··· PROVIDED INFORMATION

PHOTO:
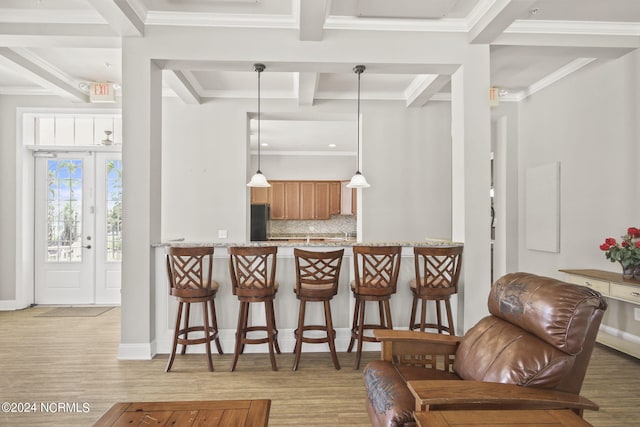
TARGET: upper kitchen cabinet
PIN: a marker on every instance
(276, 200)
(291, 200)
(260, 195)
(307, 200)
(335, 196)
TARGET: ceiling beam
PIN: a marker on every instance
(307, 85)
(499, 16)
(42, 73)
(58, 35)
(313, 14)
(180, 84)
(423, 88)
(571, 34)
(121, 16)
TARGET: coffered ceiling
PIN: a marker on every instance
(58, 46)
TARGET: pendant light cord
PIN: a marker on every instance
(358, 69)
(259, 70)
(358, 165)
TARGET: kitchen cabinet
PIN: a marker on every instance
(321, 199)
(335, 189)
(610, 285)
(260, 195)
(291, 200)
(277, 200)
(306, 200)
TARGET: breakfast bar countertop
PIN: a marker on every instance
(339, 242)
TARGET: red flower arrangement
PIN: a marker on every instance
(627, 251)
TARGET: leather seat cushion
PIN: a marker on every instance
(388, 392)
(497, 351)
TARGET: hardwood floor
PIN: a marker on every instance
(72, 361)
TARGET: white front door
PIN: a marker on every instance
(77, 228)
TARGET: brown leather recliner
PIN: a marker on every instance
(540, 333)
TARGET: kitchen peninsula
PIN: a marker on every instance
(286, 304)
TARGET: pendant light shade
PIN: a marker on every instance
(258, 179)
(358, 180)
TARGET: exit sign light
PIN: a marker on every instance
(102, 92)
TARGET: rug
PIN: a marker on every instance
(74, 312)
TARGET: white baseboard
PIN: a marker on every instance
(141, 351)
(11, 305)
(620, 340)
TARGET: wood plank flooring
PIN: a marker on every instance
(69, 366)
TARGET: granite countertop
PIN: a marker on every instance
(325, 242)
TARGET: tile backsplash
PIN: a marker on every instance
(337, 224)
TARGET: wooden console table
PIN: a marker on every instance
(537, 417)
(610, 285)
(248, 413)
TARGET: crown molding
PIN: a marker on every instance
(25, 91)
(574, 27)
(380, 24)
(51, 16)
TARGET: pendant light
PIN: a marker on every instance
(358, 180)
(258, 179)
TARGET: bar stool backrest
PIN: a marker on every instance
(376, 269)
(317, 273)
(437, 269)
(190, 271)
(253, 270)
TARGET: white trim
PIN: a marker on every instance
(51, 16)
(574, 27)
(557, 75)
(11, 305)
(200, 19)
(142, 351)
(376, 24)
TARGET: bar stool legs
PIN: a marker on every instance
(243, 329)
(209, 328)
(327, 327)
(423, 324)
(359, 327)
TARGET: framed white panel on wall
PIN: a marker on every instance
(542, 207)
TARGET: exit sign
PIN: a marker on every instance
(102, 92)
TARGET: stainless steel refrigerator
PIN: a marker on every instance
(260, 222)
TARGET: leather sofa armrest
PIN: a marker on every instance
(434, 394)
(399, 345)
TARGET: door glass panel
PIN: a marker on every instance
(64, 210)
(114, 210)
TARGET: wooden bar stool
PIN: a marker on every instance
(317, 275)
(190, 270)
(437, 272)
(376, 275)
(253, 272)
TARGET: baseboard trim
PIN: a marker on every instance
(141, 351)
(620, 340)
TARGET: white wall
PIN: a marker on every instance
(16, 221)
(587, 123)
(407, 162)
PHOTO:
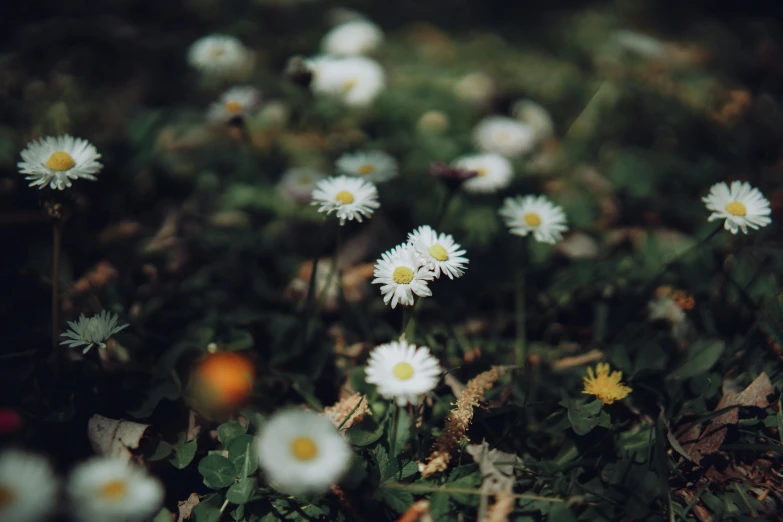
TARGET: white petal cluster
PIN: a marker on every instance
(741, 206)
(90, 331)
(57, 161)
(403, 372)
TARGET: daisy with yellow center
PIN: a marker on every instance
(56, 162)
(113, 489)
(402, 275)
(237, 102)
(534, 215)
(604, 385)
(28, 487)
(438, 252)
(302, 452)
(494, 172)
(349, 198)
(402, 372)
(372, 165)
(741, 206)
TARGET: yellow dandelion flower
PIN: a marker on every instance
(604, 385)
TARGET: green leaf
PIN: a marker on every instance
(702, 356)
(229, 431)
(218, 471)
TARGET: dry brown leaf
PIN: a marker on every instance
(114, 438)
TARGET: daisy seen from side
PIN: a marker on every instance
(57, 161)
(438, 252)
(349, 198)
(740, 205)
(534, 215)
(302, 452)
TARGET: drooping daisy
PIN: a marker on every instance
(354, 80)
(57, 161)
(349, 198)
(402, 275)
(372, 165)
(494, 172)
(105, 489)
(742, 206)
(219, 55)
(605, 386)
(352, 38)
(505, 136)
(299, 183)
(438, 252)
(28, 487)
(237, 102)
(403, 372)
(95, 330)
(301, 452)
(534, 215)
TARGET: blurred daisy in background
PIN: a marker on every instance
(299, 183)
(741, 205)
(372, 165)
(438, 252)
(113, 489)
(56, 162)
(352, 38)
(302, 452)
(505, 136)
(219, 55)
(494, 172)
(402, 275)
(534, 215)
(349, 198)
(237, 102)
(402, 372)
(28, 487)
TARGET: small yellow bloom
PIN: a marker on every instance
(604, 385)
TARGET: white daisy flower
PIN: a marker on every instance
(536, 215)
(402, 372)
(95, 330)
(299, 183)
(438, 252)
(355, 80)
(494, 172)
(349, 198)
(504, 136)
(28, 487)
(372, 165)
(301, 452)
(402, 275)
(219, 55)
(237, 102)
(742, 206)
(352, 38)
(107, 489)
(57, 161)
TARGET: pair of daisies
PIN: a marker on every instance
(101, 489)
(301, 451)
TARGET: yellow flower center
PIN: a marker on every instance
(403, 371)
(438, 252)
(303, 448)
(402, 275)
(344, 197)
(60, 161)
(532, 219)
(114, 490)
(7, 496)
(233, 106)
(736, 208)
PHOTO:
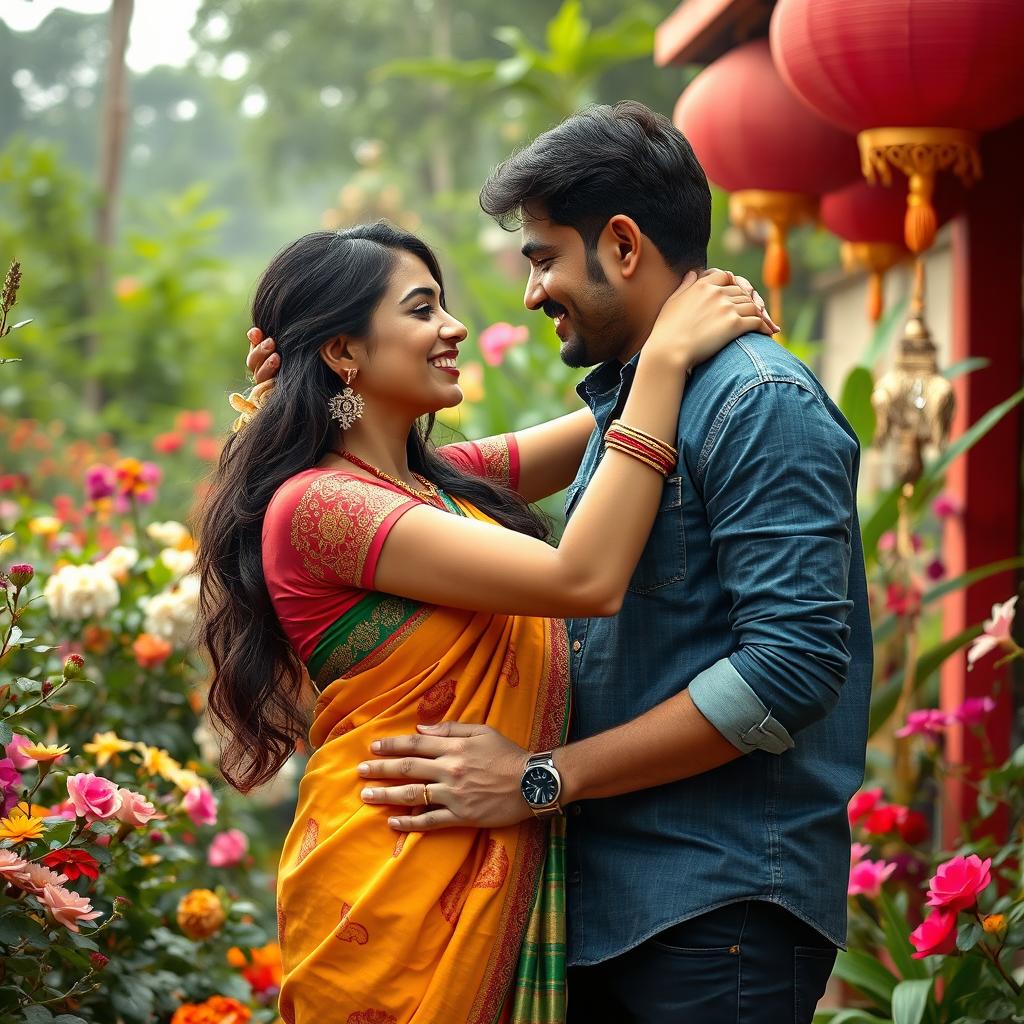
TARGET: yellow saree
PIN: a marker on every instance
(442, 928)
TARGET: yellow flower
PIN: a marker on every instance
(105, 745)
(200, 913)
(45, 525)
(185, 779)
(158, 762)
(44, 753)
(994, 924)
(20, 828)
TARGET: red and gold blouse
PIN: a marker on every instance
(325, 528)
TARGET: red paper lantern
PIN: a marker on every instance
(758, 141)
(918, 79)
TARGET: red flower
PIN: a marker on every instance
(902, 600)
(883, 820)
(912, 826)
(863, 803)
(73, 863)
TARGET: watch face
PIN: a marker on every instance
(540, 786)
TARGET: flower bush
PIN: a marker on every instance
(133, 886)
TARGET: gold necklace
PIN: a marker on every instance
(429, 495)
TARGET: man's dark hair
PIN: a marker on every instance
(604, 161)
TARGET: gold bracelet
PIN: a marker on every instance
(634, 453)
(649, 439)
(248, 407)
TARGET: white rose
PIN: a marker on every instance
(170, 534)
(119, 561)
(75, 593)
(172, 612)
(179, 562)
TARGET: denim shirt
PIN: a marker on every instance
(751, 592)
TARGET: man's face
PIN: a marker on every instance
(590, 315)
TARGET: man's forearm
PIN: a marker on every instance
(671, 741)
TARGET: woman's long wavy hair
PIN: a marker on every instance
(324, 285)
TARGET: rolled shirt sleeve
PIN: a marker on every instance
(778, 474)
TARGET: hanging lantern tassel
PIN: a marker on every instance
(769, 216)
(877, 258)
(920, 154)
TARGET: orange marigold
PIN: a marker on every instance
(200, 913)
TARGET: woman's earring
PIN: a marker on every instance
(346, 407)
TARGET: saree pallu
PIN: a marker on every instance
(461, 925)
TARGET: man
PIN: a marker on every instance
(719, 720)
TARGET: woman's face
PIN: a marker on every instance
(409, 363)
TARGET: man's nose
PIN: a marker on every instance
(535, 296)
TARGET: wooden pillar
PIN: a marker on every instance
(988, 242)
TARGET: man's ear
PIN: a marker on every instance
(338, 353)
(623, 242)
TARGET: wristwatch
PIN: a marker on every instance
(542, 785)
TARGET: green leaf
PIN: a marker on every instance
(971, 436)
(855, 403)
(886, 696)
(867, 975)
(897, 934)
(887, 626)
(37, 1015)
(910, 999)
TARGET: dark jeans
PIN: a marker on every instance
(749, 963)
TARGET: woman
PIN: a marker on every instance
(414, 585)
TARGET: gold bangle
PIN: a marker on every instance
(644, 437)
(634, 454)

······

#### [WORK REQUIRED]
Return the line that contains "TARGET: red and gold blouse" and all lines after it, verbatim, and nothing else.

#### [EXPECTED ANSWER]
TARGET: red and gold blouse
PIN: a marker on every instance
(325, 528)
TARGET: red paper lantern
PIN: a marker on every instance
(758, 141)
(918, 79)
TARGET: red flower
PIN: a marker on every instance
(902, 600)
(883, 820)
(912, 826)
(863, 803)
(73, 863)
TARGET: watch face
PIN: a marker on every instance
(540, 786)
TARGET: flower bush
PIN: a marker on every instance
(133, 886)
TARGET: gold necklace
PIN: a marker on every instance
(429, 495)
TARGET: man's dark hair
PIN: a marker on every instance
(604, 161)
TARGET: gold bracelet
PIN: a marker on every instance
(634, 453)
(649, 439)
(248, 407)
TARGET: white rose
PIN: a marker on every instance
(170, 534)
(119, 561)
(75, 593)
(172, 612)
(179, 562)
TARGET: denim shirt
PIN: a marker on every instance
(751, 592)
TARGET: man's face
PIN: a marker on every instance
(590, 315)
TARGET: man's forearm
PIN: a marker on every instance
(671, 741)
TARGET: woman's long wavy hair
PIN: a marker on every instance
(324, 285)
TARGET: rolled shirt sleeve
PIN: a marker on every instance
(778, 474)
TARGET: hanging lantern tassel
PIN: a marker on every instance
(769, 216)
(877, 258)
(920, 154)
TARGET: orange marigold
PIN: a marker on every instance
(200, 913)
TARGET: woman's earring
PIN: a marker on every instance
(346, 407)
TARGET: saree pallu
PIN: a marker on every instance
(461, 925)
TARGET: man
PIN: a marker on every instance
(719, 720)
TARGET: woman's face
PIN: a marker on every instance
(409, 363)
TARGET: man's nose
PIN: a marker on every instance
(535, 296)
TARGET: wooden pillar
PIN: a marker on every instance
(988, 242)
TARGET: man's ear
PIN: a marker on every instance
(338, 353)
(623, 242)
TARGET: wristwatch
PIN: a marker on every instance
(542, 785)
TARGET: green leaf
PIN: a marker on every instance
(971, 436)
(855, 403)
(886, 696)
(867, 975)
(897, 934)
(887, 626)
(37, 1015)
(910, 999)
TARGET: dark jeans
PIN: a marker on every instance
(749, 963)
TARGET: woman
PIN: a marker on every instance
(414, 585)
TARGET: gold bangle
PIN: a marker on every instance
(644, 437)
(634, 454)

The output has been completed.